> EXERCISE AIM
Copy out every line from the records that includes "building".

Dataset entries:

-.-.-

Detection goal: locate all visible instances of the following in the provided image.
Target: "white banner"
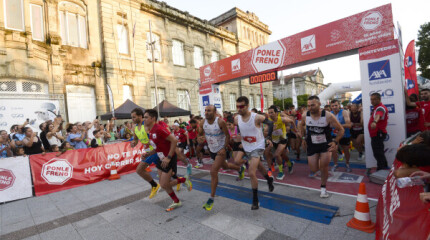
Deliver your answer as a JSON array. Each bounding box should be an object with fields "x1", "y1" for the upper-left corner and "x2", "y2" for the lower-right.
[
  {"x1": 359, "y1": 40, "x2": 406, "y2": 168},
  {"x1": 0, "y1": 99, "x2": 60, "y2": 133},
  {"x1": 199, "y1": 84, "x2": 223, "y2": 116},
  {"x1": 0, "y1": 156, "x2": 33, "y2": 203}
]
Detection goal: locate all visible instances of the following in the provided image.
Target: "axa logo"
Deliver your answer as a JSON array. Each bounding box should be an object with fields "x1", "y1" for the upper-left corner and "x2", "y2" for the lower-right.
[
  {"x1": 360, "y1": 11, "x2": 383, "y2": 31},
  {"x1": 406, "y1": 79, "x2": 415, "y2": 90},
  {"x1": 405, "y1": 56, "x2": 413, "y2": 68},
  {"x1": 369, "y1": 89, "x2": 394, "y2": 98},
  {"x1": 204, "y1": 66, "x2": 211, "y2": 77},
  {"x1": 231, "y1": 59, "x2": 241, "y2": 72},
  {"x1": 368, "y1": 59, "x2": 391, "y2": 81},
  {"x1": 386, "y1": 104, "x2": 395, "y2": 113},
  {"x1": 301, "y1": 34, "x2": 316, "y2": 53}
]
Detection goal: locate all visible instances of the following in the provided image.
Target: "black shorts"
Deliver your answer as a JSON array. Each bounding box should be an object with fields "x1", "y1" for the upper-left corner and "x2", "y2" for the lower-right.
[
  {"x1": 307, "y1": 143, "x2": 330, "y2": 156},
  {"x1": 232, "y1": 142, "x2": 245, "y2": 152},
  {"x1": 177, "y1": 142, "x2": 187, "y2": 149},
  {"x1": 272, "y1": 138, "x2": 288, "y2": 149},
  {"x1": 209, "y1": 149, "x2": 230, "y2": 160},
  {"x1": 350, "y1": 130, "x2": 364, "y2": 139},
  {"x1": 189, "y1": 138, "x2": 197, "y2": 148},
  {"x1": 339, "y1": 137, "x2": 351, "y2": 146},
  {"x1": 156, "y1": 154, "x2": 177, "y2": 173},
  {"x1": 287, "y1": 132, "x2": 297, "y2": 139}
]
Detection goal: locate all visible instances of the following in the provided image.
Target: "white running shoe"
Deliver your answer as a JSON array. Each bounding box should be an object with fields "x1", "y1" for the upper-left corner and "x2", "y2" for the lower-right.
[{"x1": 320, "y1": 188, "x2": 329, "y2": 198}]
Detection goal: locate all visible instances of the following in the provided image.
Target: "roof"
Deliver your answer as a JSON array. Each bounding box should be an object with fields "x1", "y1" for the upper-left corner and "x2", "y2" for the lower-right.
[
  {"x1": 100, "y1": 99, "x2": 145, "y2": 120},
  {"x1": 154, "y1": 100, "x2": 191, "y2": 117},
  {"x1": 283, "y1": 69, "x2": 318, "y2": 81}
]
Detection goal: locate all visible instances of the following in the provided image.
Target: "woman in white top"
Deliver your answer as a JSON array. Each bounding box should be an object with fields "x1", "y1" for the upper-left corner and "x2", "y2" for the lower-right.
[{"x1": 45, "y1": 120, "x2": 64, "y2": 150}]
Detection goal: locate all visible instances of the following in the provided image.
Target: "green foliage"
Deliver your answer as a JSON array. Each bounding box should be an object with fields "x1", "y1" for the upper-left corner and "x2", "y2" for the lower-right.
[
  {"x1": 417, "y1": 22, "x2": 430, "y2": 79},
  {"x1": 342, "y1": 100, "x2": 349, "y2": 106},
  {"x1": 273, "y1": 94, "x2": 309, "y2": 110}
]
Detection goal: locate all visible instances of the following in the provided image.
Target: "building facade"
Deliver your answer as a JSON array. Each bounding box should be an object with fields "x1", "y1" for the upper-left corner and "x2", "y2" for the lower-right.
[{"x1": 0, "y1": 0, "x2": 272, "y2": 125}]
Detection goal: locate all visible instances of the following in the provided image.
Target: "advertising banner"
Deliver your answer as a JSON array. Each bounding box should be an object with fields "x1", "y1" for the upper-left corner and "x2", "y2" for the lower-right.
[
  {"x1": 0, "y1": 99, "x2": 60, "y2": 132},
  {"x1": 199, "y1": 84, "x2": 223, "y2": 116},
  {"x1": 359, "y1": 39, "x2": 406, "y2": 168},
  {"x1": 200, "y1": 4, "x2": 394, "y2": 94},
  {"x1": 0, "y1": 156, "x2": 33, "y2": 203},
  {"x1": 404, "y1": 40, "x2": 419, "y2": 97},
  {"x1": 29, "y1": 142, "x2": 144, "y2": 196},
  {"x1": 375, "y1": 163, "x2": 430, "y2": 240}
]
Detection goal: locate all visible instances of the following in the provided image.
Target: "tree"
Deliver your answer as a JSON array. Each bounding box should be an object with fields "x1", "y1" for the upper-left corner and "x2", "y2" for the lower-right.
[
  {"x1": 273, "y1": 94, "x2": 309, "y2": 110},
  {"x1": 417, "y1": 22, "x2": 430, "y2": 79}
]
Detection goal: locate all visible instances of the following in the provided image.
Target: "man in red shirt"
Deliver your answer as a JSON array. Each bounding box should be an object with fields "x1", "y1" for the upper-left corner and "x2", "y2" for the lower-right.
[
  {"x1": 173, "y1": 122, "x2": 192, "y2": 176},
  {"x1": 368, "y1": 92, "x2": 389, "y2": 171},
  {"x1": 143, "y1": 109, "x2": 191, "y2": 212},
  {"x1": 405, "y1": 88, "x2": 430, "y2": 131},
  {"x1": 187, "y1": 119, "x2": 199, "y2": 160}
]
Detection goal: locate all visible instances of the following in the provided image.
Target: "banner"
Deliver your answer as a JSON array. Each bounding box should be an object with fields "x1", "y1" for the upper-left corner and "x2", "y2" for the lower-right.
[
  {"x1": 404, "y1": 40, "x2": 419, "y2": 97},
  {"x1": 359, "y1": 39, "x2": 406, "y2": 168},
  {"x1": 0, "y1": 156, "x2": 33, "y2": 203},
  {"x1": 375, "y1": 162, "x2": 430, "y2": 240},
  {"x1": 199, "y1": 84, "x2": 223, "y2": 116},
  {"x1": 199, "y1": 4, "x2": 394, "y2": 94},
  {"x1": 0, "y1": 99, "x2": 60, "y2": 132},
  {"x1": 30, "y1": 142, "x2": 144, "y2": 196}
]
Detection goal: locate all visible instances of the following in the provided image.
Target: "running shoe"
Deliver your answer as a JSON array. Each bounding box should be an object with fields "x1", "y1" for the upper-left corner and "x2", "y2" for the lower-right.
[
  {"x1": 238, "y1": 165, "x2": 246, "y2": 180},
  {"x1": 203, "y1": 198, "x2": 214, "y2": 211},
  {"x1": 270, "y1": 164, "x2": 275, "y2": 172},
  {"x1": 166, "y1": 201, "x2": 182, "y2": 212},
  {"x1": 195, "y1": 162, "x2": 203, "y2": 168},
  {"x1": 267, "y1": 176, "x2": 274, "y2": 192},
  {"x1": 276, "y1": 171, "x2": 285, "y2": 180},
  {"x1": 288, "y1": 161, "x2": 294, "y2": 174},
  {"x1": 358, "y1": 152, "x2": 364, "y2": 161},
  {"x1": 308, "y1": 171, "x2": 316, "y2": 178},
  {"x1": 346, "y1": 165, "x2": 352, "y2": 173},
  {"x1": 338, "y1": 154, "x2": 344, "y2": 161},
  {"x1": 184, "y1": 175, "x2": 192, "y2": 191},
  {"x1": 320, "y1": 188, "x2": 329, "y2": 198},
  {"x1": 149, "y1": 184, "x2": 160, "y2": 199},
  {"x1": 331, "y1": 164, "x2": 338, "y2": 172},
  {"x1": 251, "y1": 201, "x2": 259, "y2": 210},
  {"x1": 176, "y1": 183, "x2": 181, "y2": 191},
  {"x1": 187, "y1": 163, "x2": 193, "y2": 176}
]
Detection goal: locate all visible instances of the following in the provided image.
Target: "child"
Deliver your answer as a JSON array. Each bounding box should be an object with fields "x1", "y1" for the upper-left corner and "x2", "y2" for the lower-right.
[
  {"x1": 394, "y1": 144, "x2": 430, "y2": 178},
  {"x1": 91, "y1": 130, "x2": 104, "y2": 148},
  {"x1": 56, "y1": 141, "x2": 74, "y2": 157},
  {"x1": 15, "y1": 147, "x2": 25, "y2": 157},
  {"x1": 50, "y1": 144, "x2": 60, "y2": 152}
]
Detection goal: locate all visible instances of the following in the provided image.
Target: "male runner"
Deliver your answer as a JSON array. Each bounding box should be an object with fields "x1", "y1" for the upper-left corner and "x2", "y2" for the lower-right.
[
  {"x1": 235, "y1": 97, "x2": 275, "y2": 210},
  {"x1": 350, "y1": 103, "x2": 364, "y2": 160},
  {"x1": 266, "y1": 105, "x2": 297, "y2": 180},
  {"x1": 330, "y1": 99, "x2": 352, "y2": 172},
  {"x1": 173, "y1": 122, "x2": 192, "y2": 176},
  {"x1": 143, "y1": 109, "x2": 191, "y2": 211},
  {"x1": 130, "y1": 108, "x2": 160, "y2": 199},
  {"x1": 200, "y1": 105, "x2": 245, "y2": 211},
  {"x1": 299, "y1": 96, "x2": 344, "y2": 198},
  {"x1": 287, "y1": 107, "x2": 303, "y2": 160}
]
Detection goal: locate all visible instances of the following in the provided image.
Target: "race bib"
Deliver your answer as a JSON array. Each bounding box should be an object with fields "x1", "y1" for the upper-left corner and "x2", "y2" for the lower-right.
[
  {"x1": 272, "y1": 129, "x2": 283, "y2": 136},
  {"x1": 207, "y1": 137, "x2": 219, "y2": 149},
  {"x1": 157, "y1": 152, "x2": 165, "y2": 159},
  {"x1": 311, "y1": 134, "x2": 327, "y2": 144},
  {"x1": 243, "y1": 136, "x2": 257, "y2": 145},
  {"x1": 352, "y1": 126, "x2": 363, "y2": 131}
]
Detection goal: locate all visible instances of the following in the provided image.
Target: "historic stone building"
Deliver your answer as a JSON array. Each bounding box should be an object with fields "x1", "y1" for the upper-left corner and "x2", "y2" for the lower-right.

-.-.-

> RESULT FOR THIS EXERCISE
Target: "building facade"
Target: "historic stone building"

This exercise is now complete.